Sunday, October 30, 2011

Freak East Coast storm or part of a pattern?

October 29, 2011 - The northern section of the east coast was slammed with what they termed a ‘rare nor’easter’ that killed three people and left millions without power.  But was it really? Or, was this the opening shot of what could be a very strange winter for North America?

Read more on this story here!

Sunday, October 16, 2011

Like a Yo-Yo, the weather will be up and then down and then…!

After hearing the words ‘unseasonably warm’ for the better part of a week, get ready for the warm part to become the unseasonably cold part.

The National Weather Service has announced ‘colder than normal conditions’ can be expected starting about Wednesday of the coming week as a Canadian air mass makes an incursion into the Midwest. Morning temperatures on Thursday may be below freezing, especially in low lying areas. So, be prepared!

Saturday, October 15, 2011

First two week weather recap for October 2011!

The month of October averaged about 4 degrees F. warmer than what is the historical standard. This made it a great month to be outdoors as most days were clear, dry and pleasantly warm. Yet, we also had enough rain to keep us about where we need to be in that department. The month of October normally sees about 3 1/3 inches of rain, so we need only about two more inches to make that target.

This trend for warmer than normal weather should continue until about Tuesday, October 17th when colder conditions will begin to take hold. The weather service is predicting highs in the fifties and lows approaching the freezing mark.

(Region annotation items)
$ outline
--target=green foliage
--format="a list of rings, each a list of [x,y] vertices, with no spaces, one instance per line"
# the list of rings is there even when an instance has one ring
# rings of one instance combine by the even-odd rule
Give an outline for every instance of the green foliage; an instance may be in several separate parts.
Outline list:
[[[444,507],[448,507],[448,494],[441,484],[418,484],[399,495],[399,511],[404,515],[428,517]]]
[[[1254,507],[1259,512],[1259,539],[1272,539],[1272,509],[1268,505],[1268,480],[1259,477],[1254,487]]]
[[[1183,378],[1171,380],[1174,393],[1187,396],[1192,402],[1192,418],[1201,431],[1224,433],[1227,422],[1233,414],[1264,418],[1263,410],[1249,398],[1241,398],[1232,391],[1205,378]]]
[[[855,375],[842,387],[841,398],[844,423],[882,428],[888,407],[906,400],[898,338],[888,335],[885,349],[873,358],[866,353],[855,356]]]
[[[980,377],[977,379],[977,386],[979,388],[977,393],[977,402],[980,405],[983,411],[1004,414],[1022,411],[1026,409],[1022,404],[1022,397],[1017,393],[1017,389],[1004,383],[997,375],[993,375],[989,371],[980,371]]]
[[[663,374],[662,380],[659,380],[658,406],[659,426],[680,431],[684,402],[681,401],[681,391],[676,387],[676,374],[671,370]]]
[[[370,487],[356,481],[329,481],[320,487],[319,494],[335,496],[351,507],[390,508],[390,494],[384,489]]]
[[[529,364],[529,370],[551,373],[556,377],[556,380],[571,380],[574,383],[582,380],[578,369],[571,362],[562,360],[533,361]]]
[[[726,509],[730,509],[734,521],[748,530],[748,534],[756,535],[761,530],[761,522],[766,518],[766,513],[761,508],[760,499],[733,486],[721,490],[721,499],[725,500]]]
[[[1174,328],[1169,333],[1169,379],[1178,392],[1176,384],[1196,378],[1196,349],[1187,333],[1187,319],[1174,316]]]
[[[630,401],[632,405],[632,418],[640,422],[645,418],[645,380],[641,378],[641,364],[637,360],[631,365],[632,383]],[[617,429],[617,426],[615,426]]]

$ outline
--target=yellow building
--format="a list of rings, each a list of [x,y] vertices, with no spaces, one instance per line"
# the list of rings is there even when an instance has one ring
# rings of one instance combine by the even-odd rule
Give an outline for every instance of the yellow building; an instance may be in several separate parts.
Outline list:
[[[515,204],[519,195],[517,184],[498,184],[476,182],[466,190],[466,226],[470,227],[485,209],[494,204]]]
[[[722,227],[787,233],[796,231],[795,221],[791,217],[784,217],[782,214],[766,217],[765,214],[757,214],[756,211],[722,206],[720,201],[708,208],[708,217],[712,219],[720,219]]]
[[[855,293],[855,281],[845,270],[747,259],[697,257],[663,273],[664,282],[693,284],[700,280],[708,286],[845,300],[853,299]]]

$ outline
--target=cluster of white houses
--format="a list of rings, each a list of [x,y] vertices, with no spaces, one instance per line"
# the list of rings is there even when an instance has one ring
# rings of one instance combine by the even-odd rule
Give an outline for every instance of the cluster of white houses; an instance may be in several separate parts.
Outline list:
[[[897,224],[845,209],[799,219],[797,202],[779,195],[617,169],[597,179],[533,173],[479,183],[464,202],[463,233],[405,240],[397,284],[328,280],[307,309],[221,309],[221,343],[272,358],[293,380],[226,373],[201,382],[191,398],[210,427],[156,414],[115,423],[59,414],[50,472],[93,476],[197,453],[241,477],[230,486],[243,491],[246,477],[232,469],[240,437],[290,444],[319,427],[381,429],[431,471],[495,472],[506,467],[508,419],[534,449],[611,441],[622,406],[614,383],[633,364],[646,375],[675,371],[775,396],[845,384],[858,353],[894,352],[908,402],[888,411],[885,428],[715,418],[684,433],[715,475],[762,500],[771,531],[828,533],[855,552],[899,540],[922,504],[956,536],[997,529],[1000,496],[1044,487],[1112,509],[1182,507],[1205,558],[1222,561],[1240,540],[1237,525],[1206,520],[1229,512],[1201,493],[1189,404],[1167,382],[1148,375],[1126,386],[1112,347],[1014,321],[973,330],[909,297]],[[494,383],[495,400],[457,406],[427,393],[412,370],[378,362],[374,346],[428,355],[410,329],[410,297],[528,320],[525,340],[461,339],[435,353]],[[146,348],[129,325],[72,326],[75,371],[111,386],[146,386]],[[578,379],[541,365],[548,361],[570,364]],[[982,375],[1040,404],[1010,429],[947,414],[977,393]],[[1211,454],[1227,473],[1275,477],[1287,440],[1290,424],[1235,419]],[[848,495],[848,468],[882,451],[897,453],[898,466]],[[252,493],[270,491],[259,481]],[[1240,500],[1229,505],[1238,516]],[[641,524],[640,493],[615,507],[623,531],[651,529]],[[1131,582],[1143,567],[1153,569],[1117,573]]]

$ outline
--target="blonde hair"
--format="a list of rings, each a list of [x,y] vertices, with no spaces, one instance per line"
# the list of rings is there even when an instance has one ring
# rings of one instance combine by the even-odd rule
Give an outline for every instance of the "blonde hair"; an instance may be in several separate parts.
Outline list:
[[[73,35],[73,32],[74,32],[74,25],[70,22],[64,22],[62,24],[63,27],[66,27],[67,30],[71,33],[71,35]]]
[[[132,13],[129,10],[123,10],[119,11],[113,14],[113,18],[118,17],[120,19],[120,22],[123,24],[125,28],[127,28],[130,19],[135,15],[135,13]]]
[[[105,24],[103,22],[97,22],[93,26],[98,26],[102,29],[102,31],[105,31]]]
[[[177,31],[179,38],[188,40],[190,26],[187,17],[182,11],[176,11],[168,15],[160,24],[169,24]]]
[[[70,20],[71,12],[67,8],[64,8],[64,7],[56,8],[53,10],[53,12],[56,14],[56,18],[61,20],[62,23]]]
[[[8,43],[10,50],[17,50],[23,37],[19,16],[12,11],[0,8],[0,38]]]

### WHAT TO DO
1/ In the weather posts, how many inches of rain does October normally see?
2/ Rewrite the weather posts starting at "Sunday, October 16, 2011" and ending at "for October 2011!", swapping "Canadian air mass" for "Arctic air mass".

### RESPONSES TO THE EXERCISE
1/ About 3 1/3 inches.

2/
Sunday, October 16, 2011

Like a Yo-Yo, the weather will be up and then down and then…!

After hearing the words ‘unseasonably warm’ for the better part of a week, get ready for the warm part to become the unseasonably cold part.

The National Weather Service has announced ‘colder than normal conditions’ can be expected starting about Wednesday of the coming week as a Arctic air mass makes an incursion into the Midwest. Morning temperatures on Thursday may be below freezing, especially in low lying areas. So, be prepared!

Saturday, October 15, 2011

First two week weather recap for October 2011!